*CONSIGNA 1:*
Responde estas preguntas a partir del texto sobre amplificadores:
(a) ¿Con qué medios se puede limitar la señal de entrada?
(b) ¿Alrededor de qué potencia se aconseja escoger el amplificador HI FI?
(c) ¿Entre qué valores debe estar la fuente DC recomendada?
····················
Lo que estas provocando, es la saturacion de la salida, y la señal de entrada al ser amplificada supera la alimentacion del integrado (a transistores daria igual), si quiere soluciones, tendras que limitar la señal de entrada, con divisores resistivos o un circuito limitador activo.



user300 dijo:


> Yo esque ya no se que amplificador usar, todos me dan problema, y a transistores aun no se.
> Si sabes alguno que funcione perfecto, dime, aunque ¿Los HI-FI son mejores que uno normal no? Suena muchisimo mejor el bajo, los agudos... ¿no.
> 
> Y el amplificador 2n3055 que estamos arreglando crees que saturara a mucho volumen? Y la bombillita de encendido se apagaba cuando el grave sonaba fuerte ¿El tranformador no tenia fuerza? Baja la tension en los graves.
> ...


Para que se escuchen algo de bajos en los TDA2050 tienen que estar en puente y tener un filtro pasa bajos, y los amplificadores trabajan en todo el rango auditivo, pero siempre hay los dan enfasis a cierta region en particular y alli es donde se les coloca.
Para tu amplificador HI FI , escoge uno alrededor de 100W, estradas balanceadas y una buena fuente DC entre +/-45 a +/-60 , en el foro hay una buena cantidad ya probados y con muchos tips.


----------



## moises95 (Jul 21, 2011)

zopilote dijo:


> Lo que estas provocando, es la saturacion de la salida, y la señal de entrada al ser amplificada supera la alimentacion del integrado (a transistores daria igual), si quiere soluciones, tendras que limitar la señal de entrada, con divisores resistivos o un circuito limitador activo.
> 
> 
> Para que se escuchen algo de bajos en los TDA2050 tienen que estar en puente y tener un filtro pasa bajos, y los amplificadores trabajan en todo el rango auditivo, pero siempre hay los dan enfasis a cierta region en particular y alli es donde se les coloca.
····················
*CONSIGNA 2:* Reescribe las filas que van desde la que contiene "Field report states that the t-shirt" hasta la que contiene "[[168, 224, 235, 314], [440, 230, 496, 337]]", ambas incluidas, cambiando "t-shirt sleeve" por "shirt sleeve" y dejando todo lo demás igual.
····················
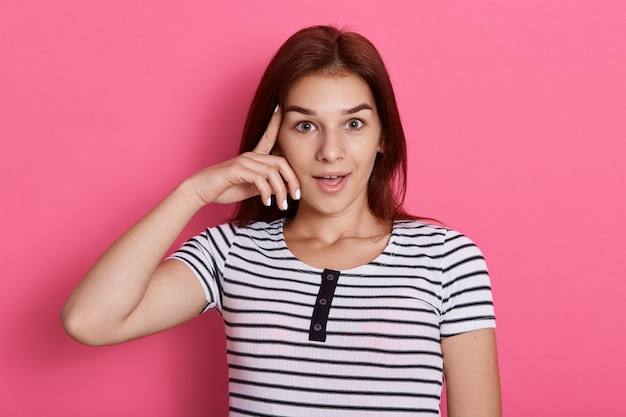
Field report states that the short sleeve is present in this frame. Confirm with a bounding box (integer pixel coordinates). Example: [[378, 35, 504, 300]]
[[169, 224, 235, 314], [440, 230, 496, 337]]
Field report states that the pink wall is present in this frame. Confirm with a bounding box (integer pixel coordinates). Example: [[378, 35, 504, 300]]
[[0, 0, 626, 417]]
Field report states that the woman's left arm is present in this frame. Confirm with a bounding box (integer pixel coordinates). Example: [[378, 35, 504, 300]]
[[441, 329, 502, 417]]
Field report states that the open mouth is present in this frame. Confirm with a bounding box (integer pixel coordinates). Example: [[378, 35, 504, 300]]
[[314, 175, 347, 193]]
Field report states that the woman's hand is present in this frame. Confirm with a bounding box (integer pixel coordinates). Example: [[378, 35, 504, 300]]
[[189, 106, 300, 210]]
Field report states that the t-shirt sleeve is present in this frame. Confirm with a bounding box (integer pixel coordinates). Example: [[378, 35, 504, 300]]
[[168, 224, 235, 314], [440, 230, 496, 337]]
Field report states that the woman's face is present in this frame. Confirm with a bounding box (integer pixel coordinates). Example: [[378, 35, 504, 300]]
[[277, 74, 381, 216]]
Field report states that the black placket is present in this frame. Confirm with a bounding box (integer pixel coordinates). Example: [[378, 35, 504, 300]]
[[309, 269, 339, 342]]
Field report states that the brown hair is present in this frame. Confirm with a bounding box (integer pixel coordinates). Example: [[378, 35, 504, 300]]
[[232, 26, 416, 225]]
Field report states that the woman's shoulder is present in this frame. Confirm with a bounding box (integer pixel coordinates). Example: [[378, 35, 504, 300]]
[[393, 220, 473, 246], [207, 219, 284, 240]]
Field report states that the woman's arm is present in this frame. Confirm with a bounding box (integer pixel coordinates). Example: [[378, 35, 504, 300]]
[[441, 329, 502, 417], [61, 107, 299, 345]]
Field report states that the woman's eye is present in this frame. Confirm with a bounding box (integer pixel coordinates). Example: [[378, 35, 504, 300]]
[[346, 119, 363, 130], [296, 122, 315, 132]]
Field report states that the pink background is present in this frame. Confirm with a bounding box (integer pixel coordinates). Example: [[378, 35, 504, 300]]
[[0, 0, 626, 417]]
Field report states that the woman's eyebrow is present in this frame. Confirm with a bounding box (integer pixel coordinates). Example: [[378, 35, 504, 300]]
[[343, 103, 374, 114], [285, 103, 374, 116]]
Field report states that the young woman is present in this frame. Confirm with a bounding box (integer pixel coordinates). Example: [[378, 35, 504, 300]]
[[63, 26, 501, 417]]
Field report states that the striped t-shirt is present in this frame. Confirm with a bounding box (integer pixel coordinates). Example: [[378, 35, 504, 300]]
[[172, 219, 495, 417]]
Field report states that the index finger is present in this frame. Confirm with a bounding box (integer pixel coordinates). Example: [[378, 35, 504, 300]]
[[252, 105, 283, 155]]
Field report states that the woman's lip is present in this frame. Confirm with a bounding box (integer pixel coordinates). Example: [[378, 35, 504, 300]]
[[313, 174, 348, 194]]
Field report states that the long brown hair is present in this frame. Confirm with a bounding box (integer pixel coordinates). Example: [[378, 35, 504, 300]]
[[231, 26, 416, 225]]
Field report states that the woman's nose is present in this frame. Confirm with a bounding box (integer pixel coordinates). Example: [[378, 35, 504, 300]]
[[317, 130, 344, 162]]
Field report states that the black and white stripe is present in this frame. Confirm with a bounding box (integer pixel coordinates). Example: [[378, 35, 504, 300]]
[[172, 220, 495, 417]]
····················
*RESPUESTA COMPLETA 1:*
(a) Con divisores resistivos o con un circuito limitador activo.
(b) Alrededor de 100W.
(c) Entre +/-45 y +/-60.

*RESPUESTA COMPLETA 2:*
Field report states that the shirt sleeve is present in this frame. Confirm with a bounding box (integer pixel coordinates). Example: [[378, 35, 504, 300]]
[[168, 224, 235, 314], [440, 230, 496, 337]]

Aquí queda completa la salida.